Start of Records supplied

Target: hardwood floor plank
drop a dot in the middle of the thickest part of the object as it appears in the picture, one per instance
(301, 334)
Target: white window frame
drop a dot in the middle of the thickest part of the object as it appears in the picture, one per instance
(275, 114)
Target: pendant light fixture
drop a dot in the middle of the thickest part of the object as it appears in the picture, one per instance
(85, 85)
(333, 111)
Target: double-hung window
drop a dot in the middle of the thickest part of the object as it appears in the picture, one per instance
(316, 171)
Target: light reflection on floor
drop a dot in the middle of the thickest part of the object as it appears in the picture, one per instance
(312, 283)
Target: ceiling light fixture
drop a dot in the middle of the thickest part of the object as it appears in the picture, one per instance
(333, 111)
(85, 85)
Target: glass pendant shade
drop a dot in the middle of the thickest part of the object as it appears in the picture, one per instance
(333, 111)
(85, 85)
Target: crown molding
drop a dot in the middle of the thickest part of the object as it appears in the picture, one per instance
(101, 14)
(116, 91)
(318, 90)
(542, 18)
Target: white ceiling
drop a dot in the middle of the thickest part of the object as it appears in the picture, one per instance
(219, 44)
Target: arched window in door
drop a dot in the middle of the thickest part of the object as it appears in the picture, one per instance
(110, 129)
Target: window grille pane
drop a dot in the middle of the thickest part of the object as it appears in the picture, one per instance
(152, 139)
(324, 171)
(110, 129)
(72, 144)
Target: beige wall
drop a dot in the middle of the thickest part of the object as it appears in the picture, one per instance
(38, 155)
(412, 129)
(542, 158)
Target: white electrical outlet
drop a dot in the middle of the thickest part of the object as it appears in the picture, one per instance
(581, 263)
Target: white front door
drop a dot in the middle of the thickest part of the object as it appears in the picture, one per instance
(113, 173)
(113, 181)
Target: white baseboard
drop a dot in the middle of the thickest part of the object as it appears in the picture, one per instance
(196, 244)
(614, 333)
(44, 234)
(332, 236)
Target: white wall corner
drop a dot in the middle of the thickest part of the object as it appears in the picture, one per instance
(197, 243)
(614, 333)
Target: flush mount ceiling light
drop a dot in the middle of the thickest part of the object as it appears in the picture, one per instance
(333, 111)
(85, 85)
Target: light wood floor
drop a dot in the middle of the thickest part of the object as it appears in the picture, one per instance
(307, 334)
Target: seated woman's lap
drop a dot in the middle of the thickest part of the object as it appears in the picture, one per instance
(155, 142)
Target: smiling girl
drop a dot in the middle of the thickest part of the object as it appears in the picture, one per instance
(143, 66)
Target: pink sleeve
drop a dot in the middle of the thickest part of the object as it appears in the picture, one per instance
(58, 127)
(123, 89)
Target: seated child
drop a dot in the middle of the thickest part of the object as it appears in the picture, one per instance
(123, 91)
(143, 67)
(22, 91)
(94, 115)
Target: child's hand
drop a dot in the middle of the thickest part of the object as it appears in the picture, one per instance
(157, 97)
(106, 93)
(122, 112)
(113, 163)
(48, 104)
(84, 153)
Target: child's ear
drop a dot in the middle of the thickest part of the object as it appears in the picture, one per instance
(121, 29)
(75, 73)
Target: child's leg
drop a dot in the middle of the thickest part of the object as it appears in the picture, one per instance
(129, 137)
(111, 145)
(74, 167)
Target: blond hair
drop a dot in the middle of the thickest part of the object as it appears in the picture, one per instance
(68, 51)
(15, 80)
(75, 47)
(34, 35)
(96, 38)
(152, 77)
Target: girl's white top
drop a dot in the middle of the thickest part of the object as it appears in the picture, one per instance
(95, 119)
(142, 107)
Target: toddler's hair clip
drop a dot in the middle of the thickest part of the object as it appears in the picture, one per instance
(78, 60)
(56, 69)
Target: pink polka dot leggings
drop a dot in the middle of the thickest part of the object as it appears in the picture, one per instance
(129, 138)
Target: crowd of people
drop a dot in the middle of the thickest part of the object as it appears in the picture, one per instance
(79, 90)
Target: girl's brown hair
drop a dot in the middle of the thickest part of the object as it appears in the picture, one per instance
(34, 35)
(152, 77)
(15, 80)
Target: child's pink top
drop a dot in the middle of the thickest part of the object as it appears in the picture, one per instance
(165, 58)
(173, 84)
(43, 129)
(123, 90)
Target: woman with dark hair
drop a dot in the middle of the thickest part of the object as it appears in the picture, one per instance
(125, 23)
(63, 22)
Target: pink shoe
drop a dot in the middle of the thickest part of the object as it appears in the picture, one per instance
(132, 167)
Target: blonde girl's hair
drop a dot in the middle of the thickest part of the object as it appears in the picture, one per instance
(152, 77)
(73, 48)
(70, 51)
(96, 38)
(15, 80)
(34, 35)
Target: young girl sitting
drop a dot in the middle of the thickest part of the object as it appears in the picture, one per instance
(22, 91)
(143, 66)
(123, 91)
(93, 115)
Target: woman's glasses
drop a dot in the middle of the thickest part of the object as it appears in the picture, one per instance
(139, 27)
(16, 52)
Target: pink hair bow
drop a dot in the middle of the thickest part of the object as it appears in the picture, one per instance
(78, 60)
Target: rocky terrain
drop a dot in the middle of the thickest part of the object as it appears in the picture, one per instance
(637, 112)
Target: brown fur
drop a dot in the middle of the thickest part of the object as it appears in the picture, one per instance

End of Records supplied

→ What you will do: Take the lines above from the first through the one containing "Target: light reflection on floor" and reproduce them exactly; include nothing else.

→ Exercise solution:
Target: hardwood floor plank
drop a dot in the middle of the thickest part of the object as it appears in the picture, one per instance
(301, 334)
Target: white window frame
drop a dot in the middle of the thickest part of the object as it appears in the picture, one per instance
(275, 114)
Target: pendant light fixture
drop a dot in the middle of the thickest part of the object as it appears in the picture, one per instance
(85, 85)
(333, 111)
Target: double-hung window
drop a dot in the middle of the thickest part of the object as it appears in the picture, one per instance
(316, 171)
Target: light reflection on floor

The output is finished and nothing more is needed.